━━━━━ Information ━━━━━

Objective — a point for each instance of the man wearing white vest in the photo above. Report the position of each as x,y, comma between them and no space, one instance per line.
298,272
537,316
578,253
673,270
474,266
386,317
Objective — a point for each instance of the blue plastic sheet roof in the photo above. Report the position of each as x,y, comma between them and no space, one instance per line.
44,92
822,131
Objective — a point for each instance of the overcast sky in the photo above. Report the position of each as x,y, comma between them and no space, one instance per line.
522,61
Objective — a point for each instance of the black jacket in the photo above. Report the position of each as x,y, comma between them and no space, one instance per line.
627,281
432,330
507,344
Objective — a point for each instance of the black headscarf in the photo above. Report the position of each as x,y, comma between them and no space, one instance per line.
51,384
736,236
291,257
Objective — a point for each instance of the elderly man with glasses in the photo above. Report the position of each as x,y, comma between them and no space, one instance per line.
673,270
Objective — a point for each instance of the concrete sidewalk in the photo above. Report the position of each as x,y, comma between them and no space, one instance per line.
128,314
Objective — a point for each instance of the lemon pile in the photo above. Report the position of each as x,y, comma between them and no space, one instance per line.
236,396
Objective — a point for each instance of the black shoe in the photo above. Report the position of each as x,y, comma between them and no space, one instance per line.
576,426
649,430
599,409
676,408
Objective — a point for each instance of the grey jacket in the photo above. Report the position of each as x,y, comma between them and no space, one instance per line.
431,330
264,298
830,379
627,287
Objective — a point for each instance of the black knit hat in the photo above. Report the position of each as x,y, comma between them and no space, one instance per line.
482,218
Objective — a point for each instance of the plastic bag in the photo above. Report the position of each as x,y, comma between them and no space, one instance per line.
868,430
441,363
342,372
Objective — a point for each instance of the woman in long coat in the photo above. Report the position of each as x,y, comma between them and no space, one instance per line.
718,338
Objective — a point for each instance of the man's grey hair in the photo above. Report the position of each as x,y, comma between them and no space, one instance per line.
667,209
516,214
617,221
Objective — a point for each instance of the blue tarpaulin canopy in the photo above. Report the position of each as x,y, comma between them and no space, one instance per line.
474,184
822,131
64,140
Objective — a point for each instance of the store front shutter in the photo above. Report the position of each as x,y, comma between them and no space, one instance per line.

━━━━━

● **Task details**
Every line from the one containing "Objective — a point for each instance of the blue tarpaulin" through the last line of the entries should be output exactly; nothing else belongs in the reply.

● **Result for this task**
Objective — a point for each instance of the blue tarpaulin canopy in the photo above. Report the position of each as x,y, comma between them and no space, one instance per line.
474,184
822,131
64,140
Objective — a point for each instance of the store front shutter in the photo above. Report the position of each as x,y, comma between them and no space, one instance per line.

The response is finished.